[PAGE TEXT]:
================================

Young athletes, but especially young male athletes, often use their sports to supplement their lack of self-esteem.

Athletes, especially young males, often externalize their struggles with deep issues of self-worth.

This externalizing doesn’t look like classic symptoms of a person laying on a couch with Freud discussing their childhood and why they won’t get out of bed in the morning.

It usually looks more like, what therapist Terry Real, who specializes in male depression and issues of self-worth, would call covert depression.

Instead of classical overt depressions a la Freud, men tend to double or triple down on what he called “self - esteem supplements” like work, sports, money, objects or relationship obsession. All of which involve deriving one’s worth from something outside of themselves.

Real goes on:

Self-esteem is your capacity to recognize your worth and value, despite your human flaws and weaknesses. Your value as a person isn't earned; it isn't conditional; it can't be added to or subtracted from. Your essential worth is neither greater nor lesser than that of any other human being. It can't be. Self-esteem is about being, not doing. You have worth simply because you're alive.

In coaching athletes for over a decade, and having been in sports my whole life, I can see a pattern: the players who never needed their sport to feel great about themselves always excelled above sometimes more talented players whose whole identity was their performance.

================================

[REQUIRED TASKS]:
1. In the passage on athlete self-esteem, what does therapist Terry Real specialize in?
2. Can you restate the paragraph of the passage on athlete self-esteem that begins "Instead of classical overt depressions" more briefly, keeping its main facts?
3. Give a continuation of the passage on athlete self-esteem, picking up after its last sentence.
The lines after this play no part in it.

Region pointing data:
================================

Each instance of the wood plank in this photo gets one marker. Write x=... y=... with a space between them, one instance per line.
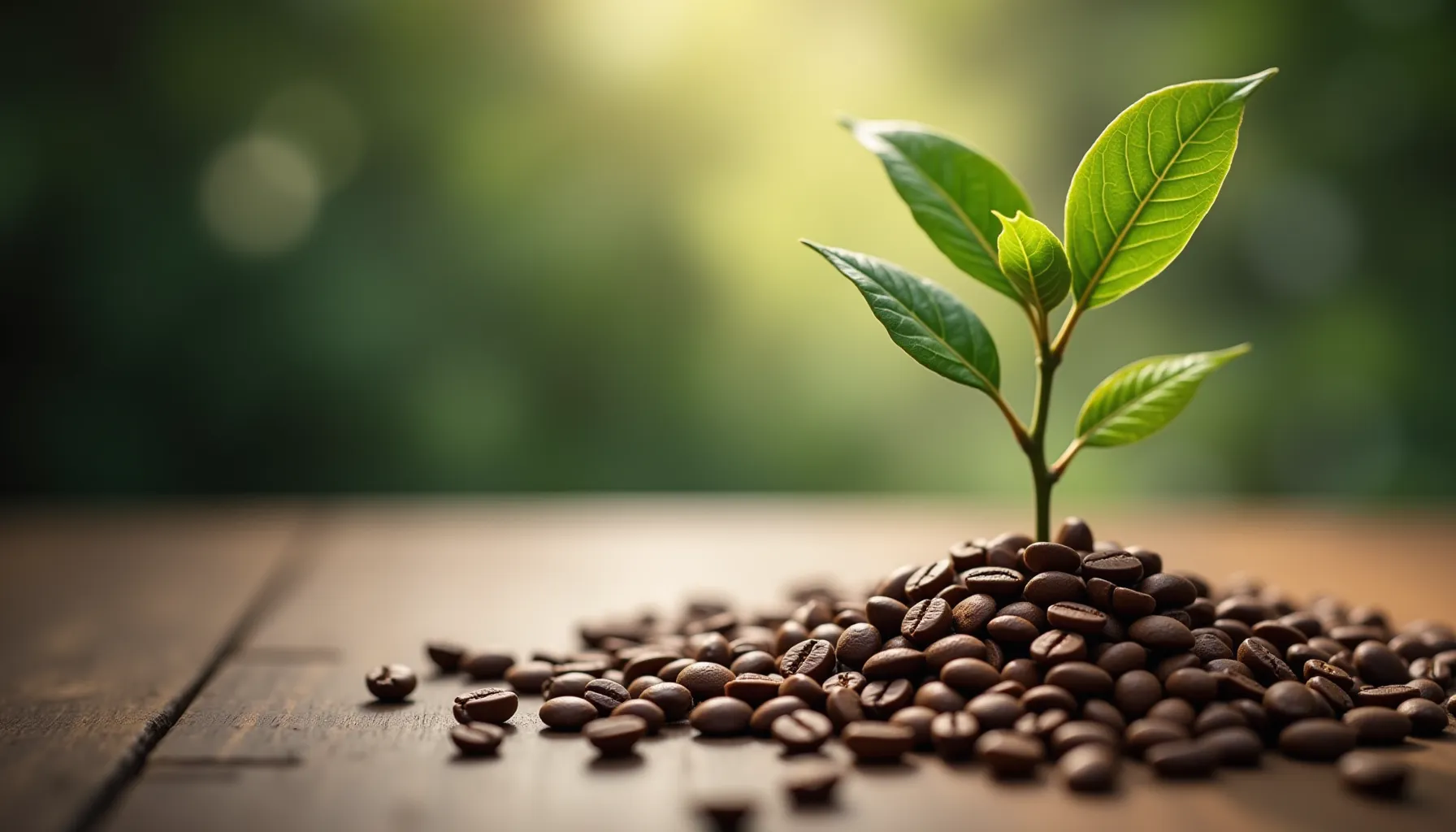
x=106 y=618
x=284 y=738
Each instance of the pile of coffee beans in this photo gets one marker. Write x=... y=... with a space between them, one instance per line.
x=1016 y=653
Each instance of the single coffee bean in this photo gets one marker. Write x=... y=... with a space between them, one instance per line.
x=674 y=700
x=476 y=739
x=1091 y=767
x=895 y=663
x=1183 y=760
x=1316 y=739
x=485 y=705
x=877 y=742
x=446 y=655
x=812 y=657
x=391 y=682
x=1009 y=754
x=566 y=713
x=1428 y=719
x=882 y=698
x=1373 y=774
x=801 y=730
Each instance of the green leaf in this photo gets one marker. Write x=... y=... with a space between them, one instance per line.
x=951 y=191
x=1143 y=396
x=926 y=321
x=1033 y=260
x=1147 y=183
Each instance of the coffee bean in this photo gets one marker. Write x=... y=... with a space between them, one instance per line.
x=485 y=705
x=996 y=582
x=877 y=742
x=487 y=663
x=895 y=663
x=1090 y=768
x=856 y=644
x=674 y=700
x=1316 y=739
x=1047 y=589
x=1117 y=567
x=1057 y=646
x=1077 y=618
x=446 y=655
x=882 y=698
x=476 y=739
x=1009 y=754
x=1373 y=774
x=721 y=717
x=1183 y=760
x=843 y=707
x=391 y=682
x=994 y=712
x=1428 y=719
x=566 y=713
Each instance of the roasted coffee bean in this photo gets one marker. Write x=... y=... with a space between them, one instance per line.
x=1379 y=665
x=1091 y=767
x=968 y=677
x=485 y=705
x=996 y=582
x=476 y=739
x=1318 y=739
x=1009 y=754
x=674 y=700
x=856 y=644
x=721 y=717
x=1047 y=589
x=391 y=682
x=882 y=698
x=1373 y=774
x=1386 y=697
x=994 y=710
x=1077 y=618
x=801 y=730
x=928 y=580
x=1428 y=719
x=1379 y=726
x=1075 y=534
x=1183 y=760
x=1042 y=558
x=1263 y=662
x=895 y=663
x=1117 y=567
x=1134 y=692
x=877 y=742
x=1057 y=646
x=446 y=655
x=755 y=690
x=566 y=713
x=487 y=663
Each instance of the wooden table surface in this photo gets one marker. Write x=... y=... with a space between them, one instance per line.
x=202 y=668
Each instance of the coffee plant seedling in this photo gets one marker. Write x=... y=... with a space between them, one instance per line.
x=1134 y=200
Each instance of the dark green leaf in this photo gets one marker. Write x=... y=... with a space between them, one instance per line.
x=928 y=323
x=951 y=191
x=1147 y=183
x=1143 y=396
x=1033 y=260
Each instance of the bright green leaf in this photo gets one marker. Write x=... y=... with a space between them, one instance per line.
x=1033 y=260
x=926 y=321
x=951 y=191
x=1147 y=183
x=1143 y=396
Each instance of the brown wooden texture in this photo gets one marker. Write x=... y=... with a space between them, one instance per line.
x=106 y=620
x=284 y=736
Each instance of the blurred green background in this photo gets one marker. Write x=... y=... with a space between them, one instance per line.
x=329 y=245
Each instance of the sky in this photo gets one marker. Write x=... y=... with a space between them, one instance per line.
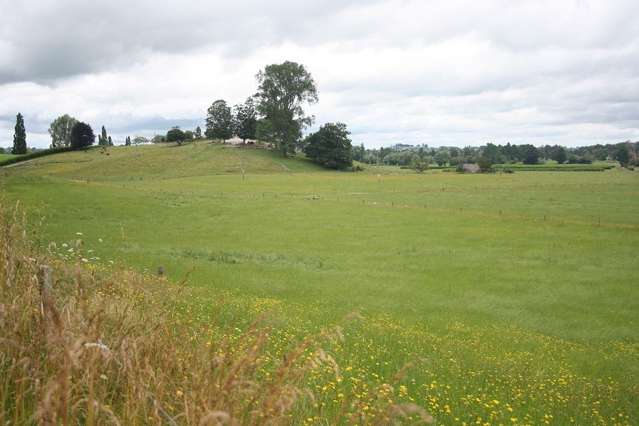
x=442 y=73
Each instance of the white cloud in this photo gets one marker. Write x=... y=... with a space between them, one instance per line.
x=451 y=73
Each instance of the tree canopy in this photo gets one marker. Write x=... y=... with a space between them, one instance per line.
x=330 y=146
x=175 y=135
x=82 y=136
x=219 y=121
x=60 y=131
x=246 y=120
x=283 y=90
x=19 y=137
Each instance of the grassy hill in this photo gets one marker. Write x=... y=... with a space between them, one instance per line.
x=164 y=161
x=6 y=156
x=513 y=295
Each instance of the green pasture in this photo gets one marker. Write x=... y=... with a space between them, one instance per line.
x=515 y=296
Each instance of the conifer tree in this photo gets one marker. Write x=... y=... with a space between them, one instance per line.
x=19 y=137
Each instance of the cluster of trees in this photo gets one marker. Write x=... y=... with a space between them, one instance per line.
x=485 y=156
x=224 y=122
x=275 y=114
x=174 y=134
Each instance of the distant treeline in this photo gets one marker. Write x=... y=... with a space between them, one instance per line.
x=627 y=153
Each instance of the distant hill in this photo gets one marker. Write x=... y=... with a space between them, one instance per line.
x=164 y=161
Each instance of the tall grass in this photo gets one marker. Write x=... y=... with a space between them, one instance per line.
x=86 y=345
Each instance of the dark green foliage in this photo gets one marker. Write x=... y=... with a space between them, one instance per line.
x=442 y=157
x=490 y=153
x=246 y=120
x=485 y=164
x=82 y=136
x=530 y=154
x=330 y=146
x=420 y=164
x=219 y=121
x=103 y=138
x=60 y=131
x=175 y=135
x=19 y=137
x=283 y=89
x=359 y=152
x=623 y=155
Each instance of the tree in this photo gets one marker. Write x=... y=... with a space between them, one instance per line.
x=420 y=163
x=140 y=139
x=442 y=157
x=283 y=89
x=622 y=155
x=60 y=131
x=82 y=136
x=219 y=121
x=330 y=146
x=175 y=135
x=530 y=154
x=103 y=138
x=245 y=120
x=559 y=154
x=19 y=137
x=485 y=163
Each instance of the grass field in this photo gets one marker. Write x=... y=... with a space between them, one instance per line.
x=554 y=167
x=6 y=156
x=514 y=295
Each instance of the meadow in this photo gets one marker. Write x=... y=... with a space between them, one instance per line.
x=5 y=156
x=512 y=297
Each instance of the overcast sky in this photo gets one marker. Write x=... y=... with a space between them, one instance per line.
x=454 y=72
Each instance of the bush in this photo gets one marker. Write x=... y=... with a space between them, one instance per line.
x=81 y=136
x=330 y=146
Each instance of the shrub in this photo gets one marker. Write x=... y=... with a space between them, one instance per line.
x=81 y=136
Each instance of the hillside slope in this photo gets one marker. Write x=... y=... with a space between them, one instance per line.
x=163 y=161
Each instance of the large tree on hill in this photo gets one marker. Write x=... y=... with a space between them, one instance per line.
x=245 y=120
x=219 y=121
x=82 y=136
x=103 y=138
x=623 y=155
x=19 y=137
x=175 y=135
x=530 y=154
x=330 y=146
x=60 y=131
x=283 y=90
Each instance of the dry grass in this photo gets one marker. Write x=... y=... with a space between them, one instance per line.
x=89 y=346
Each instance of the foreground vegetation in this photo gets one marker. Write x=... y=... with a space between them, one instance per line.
x=511 y=297
x=92 y=345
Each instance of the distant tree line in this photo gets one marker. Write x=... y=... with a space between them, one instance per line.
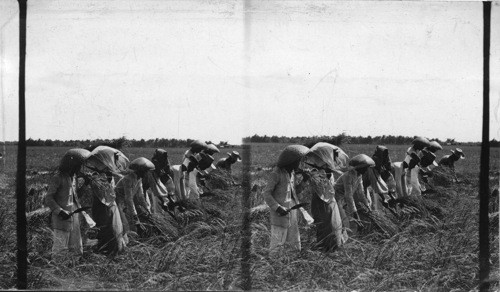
x=346 y=139
x=181 y=143
x=116 y=143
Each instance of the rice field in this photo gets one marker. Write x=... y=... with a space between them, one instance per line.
x=425 y=253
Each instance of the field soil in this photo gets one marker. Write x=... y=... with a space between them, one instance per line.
x=434 y=245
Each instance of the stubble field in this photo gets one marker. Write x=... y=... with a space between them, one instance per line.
x=204 y=252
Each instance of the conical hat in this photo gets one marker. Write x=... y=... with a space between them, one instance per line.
x=206 y=161
x=235 y=154
x=74 y=157
x=212 y=149
x=428 y=158
x=141 y=164
x=198 y=145
x=420 y=142
x=434 y=146
x=360 y=161
x=106 y=158
x=291 y=154
x=325 y=154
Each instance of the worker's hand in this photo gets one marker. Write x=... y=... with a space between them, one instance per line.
x=357 y=220
x=385 y=203
x=392 y=203
x=355 y=215
x=64 y=215
x=414 y=161
x=281 y=211
x=140 y=227
x=305 y=176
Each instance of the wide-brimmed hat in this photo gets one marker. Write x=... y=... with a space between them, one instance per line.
x=235 y=155
x=361 y=161
x=458 y=152
x=327 y=155
x=106 y=158
x=141 y=164
x=211 y=149
x=420 y=142
x=206 y=161
x=198 y=146
x=74 y=158
x=291 y=154
x=428 y=158
x=434 y=146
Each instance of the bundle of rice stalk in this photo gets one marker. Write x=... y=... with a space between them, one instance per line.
x=442 y=176
x=379 y=222
x=159 y=225
x=38 y=218
x=219 y=179
x=260 y=213
x=412 y=206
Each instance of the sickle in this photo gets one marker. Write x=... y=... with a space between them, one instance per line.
x=79 y=210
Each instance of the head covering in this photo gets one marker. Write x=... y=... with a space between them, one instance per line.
x=73 y=158
x=141 y=164
x=434 y=146
x=420 y=142
x=206 y=161
x=381 y=156
x=211 y=149
x=361 y=161
x=105 y=158
x=458 y=152
x=198 y=146
x=428 y=158
x=160 y=158
x=326 y=155
x=235 y=155
x=291 y=154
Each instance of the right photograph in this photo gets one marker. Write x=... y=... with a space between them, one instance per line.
x=365 y=130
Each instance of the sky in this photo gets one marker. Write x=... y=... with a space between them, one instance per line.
x=223 y=70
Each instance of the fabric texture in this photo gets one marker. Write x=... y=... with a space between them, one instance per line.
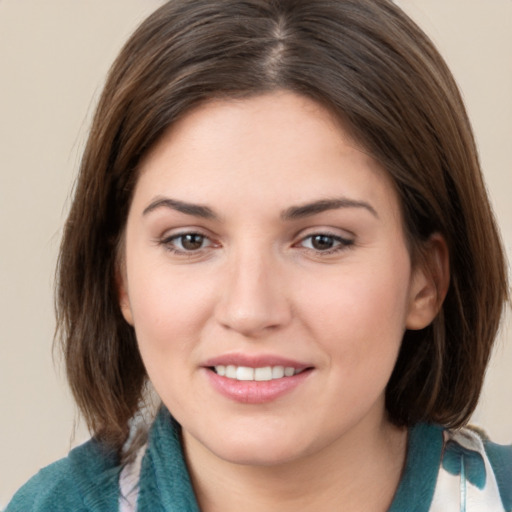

================================

[ANSWERS FOR THIS EXERCISE]:
1. Male depression and issues of self-worth.

2. Rather than showing overt, Freud-style depression, men tend to lean harder on self-esteem supplements such as work, sports, money, objects or relationship obsession, all of which draw their worth from outside themselves.

3.
I also struggled mightily as a high school and college football kicker. My whole sense of self depended on how I kicked that day. If I had a bad kick, I was a bad and worthless Brendan. If I had a great kick, suddenly I was a great and worthy Brendan. None of my coaches imposed this view on me, I imposed internally against myself, conflating my performance for my worth. It took me until my last year or two of college football to manage this.

But, I wasted a lot of time I could have been enjoying football with this internal self-flagellation. I wonder how many other athletes struggle with this. My hunch is that there is a good amount.

I think we need a long and new discussion with athletes and their families in 2024 on what it means for an athlete to be successful and, more importantly, what it looks like to develop a healthy self-esteem in an environment that seems to only reward outward performance.